Al tiempo que el régimen revolucionario transformaba este propósito en modelo de nación, convertía a la Dirección de Estudios Arqueológicos y Etnográficos en el organismo encargado del “acercamiento racial, la fusión cultural, la unificación lingüística y el equilibrio económico de dichas agrupaciones [indígenas], que solo así formarán una nacionalidad coherente y definida y una verdadera patria” (Gleizer-Salzman, 2000, p. 66). Los eventuales contingentes de inmigrantes comenzarían, así, a ser seleccionados en función de aquella aspiración superior de homogeneización, a la cual y antes que otros los propios indios de México quedaban supeditados.13

Se volvió habitual encontrar en los comunicados oficiales referencias a las características raciales de los inmigrantes y a la trascendencia que estas asumían en el marco del proceso de mestizaje. Aunque los criterios de selección que se citaban ponían el énfasis en las razones de tipo económico y en la necesidad de proteger los puestos de trabajo de los trabajadores nacionales, resultaba evidente que tras ellos, las referencias a la raza y a su “indeseabilidad” se tornaban centrales. Así, en el informe de labores del año 1926, la Secretaría de Relaciones Exteriores detallaba los criterios de selección que deberían ser aplicados, señalando que: “en unos casos la prohibición de inmigración de estas nacionalidades ha sido… con el fin de proteger a nuestra clase laborante, y la otra para evitar la mezcla de razas que se ha llegado a probar científicamente producen una degeneración en los descendientes” (Gleizer-Salzman, 2000, p. 70).

Los criterios referidos al origen étnico de los inmigrantes se aplicaban en función de una hipotética “capacidad de asimilación” a la cultura nacional. Pronunciarse en función de una tal consideración implicaba jerarquizarlos, mostrando a algunos pueblos como portadores de un potencial para “ser como nosotros” y a otros adoleciendo de esa facultad, lo que en términos prácticos significaba proclamar su inconveniencia para ser aceptados en el país. Este fue precisamente el caso de algunas comunidades nacionales residentes (como sucedió, por ejemplo, con los chinos, jamaiquinos, africanos o sirios), inclinándose por otras (franceses, españoles, italianos) en los que se consideraba podría darse una “afinidad” más rápida y conveniente.

■ Filas ■

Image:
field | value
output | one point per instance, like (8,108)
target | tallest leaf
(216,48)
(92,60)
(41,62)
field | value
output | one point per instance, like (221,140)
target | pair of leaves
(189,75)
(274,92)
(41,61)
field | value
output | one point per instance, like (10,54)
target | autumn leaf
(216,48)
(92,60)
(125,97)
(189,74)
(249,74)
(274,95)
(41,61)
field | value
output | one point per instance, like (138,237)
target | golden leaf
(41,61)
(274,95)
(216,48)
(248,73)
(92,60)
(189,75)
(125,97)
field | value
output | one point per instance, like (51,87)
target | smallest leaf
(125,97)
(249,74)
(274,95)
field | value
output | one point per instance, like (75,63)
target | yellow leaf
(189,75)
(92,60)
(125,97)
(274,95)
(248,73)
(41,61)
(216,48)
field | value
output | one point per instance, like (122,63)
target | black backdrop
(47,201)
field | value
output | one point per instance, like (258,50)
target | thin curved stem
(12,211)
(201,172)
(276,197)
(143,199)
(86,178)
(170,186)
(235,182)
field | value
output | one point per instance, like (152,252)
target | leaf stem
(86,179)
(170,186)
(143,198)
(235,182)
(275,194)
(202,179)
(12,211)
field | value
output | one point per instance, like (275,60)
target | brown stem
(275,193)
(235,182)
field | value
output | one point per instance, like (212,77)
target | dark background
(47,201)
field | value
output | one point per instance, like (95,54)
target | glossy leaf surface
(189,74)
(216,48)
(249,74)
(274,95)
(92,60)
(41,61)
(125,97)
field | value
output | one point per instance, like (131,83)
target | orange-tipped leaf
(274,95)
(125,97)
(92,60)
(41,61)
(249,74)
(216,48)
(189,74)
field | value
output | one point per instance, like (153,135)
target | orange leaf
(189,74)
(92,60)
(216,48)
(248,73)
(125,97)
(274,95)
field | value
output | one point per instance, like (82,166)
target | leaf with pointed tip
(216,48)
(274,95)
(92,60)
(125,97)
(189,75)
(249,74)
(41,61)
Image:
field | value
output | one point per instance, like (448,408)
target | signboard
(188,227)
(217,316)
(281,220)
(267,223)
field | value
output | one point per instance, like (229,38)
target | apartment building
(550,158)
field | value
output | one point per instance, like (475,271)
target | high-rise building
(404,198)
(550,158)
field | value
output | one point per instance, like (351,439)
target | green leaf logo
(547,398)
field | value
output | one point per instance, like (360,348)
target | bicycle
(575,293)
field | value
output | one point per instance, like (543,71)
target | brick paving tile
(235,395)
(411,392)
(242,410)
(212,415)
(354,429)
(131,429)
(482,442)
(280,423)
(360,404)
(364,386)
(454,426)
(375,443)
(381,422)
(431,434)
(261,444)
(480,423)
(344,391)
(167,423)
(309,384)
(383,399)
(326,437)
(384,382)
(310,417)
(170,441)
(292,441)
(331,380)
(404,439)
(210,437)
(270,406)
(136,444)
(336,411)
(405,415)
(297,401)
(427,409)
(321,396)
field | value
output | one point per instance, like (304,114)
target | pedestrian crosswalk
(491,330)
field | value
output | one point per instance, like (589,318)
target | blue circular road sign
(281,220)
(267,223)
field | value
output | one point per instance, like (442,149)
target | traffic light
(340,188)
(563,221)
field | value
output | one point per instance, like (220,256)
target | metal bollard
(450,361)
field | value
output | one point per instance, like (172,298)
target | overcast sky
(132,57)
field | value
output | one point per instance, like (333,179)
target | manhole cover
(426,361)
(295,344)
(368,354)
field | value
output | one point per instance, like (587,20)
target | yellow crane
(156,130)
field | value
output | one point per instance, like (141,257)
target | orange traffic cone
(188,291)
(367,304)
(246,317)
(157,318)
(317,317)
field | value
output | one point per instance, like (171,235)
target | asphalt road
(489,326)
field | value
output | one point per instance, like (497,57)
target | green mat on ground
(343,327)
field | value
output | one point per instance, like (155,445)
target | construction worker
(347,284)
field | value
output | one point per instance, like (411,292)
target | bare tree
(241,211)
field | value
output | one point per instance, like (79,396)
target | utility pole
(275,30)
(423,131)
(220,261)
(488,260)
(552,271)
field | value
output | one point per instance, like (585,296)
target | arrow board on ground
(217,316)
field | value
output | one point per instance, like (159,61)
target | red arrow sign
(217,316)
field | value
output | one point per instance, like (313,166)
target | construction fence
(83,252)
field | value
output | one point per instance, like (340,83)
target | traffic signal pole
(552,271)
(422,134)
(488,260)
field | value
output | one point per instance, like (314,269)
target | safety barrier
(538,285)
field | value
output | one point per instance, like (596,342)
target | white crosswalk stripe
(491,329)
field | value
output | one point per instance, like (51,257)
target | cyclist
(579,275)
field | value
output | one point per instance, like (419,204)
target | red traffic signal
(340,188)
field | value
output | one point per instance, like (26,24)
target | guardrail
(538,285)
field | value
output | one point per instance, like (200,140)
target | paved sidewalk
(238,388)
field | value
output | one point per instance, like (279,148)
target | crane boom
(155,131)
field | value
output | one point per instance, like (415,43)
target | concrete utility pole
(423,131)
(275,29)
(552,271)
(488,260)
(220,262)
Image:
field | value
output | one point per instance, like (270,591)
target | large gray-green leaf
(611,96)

■ Tareas por hacer ■
a. Según el texto sobre la selección de inmigrantes en México, ¿en qué informe detalló la Secretaría de Relaciones Exteriores los criterios de selección que deberían aplicarse?
b. Indica si cada afirmación concuerda con el texto sobre la selección de inmigrantes en México y cita las palabras que lo deciden: (i) Los criterios de selección que se citaban ponían el énfasis en razones económicas. (ii) Los franceses, españoles e italianos eran considerados inconvenientes para ser aceptados en el país. (iii) La Dirección de Estudios Arqueológicos y Etnográficos quedó encargada, entre otras cosas, de la unificación lingüística.
c. Prosigue el texto sobre la selección de inmigrantes en México a partir de su última oración.

■ Tareas resueltas ■
a. En el informe de labores del año 1926.

b.
(i) Sí: «ponían el énfasis en las razones de tipo económico».
(ii) No: «inclinándose por otras (franceses, españoles, italianos) en los que se consideraba podría darse una “afinidad” más rápida y conveniente».
(iii) Sí: «la unificación lingüística».

c.
Un ejemplo de tal concepción queda expresado en los resultados de una investigación en la cual se hace referencia al gobierno de Abelardo Rodríguez, quien ejerciera como presidente interino de México en el periodo 1932-1934. El departamento de Migración emitió en aquellos años dos circulares que fueron clasificadas de “estrictamente confidencial”. En dichos documentos se pone de manifiesto el uso directo y llano de criterios étnicos y raciales utilizados por las autoridades de la Secretaría de Gobernación al tratar el asunto relacionado con la selección de los solicitantes.

La circular No 250 de fecha 17 de octubre de 1933 establecía la prohibición de ingreso al país de determinadas nacionalidades invocando justificaciones de distinta índole:

1. Por ‘razones étnicas’: se restringía la entrada de los individuos de raza negra, amarilla (excepto los japoneses), malaya e hindú;

2. por ‘motivos políticos’: a los provenientes de la URSS;

3. y a los gitanos, en razón de sus malas costumbres y actividades notoriamente inconvenientes. (Gleizer-Salzman, 2000, p. 73).

Al tiempo que calificaba a esos grupos de “poco deseables”, condicionaba la entrada de polacos, lituanos, checos, eslovacos, sirios, libaneses, palestinos, armenios, árabes y turcos, argumentando que representaban una inaceptable competencia para los trabajadores mexicanos.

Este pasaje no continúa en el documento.